• WORK REQUIRED: Starting at the line that contains "blue skirt, find", output each line through the end of the data exactly, and nothing more.

Dataset records
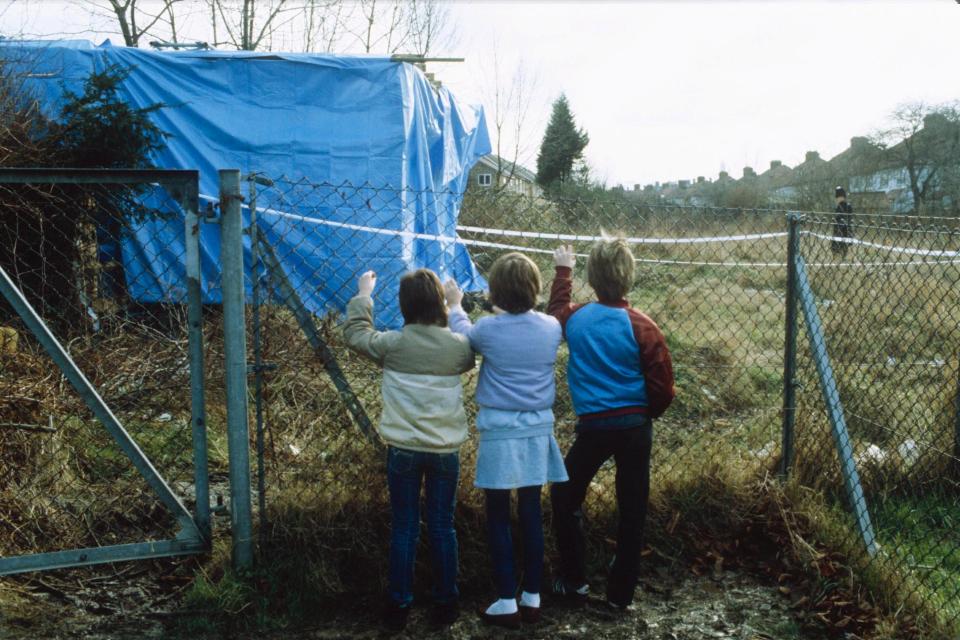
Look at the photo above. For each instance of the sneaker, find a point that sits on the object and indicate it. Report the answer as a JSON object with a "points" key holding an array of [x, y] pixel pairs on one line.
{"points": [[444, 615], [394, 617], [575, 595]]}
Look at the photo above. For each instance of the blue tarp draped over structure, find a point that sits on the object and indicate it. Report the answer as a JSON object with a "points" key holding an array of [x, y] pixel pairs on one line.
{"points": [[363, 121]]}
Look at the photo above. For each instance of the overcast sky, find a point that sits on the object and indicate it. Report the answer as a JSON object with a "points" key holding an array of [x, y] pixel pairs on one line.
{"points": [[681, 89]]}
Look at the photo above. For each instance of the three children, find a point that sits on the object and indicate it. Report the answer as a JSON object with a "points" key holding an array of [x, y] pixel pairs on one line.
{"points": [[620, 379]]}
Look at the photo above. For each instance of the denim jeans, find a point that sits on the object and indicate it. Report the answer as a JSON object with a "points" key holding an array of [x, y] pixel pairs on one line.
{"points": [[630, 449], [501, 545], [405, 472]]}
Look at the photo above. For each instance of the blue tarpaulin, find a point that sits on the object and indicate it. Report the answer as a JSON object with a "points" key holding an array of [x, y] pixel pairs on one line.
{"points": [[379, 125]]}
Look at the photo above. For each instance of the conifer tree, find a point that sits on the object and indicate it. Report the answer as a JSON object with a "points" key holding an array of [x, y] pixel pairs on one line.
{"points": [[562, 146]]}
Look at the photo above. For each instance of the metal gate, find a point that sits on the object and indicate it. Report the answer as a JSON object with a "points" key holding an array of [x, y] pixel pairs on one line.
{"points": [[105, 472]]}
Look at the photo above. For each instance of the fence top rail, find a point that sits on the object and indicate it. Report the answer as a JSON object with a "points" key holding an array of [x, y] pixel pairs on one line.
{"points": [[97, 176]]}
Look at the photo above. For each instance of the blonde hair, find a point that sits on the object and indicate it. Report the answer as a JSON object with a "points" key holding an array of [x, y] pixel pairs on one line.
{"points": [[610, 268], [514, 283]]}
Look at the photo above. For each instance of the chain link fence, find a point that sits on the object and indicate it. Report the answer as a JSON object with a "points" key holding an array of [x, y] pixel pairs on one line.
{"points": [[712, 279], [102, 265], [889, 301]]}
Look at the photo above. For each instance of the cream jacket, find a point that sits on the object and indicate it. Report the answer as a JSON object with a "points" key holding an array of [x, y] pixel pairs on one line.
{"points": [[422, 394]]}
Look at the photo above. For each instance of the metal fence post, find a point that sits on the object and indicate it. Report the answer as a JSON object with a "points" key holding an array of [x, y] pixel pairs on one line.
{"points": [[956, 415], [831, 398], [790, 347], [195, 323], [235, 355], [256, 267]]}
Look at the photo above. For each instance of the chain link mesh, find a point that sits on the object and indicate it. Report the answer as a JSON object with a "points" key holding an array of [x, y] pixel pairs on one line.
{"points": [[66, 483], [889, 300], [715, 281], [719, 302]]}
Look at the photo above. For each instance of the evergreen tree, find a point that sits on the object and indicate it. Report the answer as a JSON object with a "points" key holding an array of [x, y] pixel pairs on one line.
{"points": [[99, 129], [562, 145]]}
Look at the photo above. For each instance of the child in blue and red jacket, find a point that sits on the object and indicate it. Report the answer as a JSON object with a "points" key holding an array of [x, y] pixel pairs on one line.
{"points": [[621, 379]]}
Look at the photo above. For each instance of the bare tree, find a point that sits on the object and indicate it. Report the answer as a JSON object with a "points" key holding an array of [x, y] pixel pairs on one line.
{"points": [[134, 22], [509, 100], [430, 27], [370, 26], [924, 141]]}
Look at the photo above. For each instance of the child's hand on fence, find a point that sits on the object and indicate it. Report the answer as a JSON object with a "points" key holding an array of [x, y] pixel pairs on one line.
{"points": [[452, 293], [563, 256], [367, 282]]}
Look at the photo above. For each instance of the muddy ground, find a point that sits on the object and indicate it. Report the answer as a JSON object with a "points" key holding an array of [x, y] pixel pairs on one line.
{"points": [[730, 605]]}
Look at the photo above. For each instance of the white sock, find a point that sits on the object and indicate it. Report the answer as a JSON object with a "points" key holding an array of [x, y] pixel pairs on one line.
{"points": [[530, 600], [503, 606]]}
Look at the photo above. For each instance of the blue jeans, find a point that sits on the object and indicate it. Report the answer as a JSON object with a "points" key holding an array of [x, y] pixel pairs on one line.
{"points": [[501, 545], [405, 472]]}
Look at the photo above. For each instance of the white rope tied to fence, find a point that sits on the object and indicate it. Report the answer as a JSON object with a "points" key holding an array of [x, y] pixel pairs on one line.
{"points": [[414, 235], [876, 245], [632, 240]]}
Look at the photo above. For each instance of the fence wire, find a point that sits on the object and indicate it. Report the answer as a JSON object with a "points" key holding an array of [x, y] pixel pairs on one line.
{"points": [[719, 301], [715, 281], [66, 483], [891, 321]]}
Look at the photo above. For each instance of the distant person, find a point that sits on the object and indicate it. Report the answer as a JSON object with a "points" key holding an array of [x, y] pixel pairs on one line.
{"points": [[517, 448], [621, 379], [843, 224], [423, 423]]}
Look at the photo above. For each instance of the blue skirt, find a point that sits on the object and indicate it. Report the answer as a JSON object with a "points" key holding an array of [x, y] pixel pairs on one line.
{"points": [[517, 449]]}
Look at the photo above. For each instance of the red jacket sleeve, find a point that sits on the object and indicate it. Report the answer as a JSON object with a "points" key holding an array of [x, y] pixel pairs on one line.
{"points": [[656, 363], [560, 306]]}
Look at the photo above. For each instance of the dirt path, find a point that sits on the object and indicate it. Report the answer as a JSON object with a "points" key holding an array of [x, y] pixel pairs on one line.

• RESULT FOR THIS TASK:
Look at the photo above. For each instance of the blue skirt, find a point that sits on the object and indicate it. Report the answer as a JSON object with a "points" key holding an array of [x, y] pixel pairs on one line.
{"points": [[517, 449]]}
Look at the photo above. For each instance of the red jacket sleeve, find a point that sits on the object and indicate it. Report the answer as a JSON object with a "points" key holding an array of [x, y] pixel pairs on one line.
{"points": [[656, 363], [560, 306]]}
Look at the photo above. For each instance of the dirt path, find a point that sits on the object and indicate it. Report the answer as a JSON object with a "points" key holding an array of [x, y] pixel pairs on one line.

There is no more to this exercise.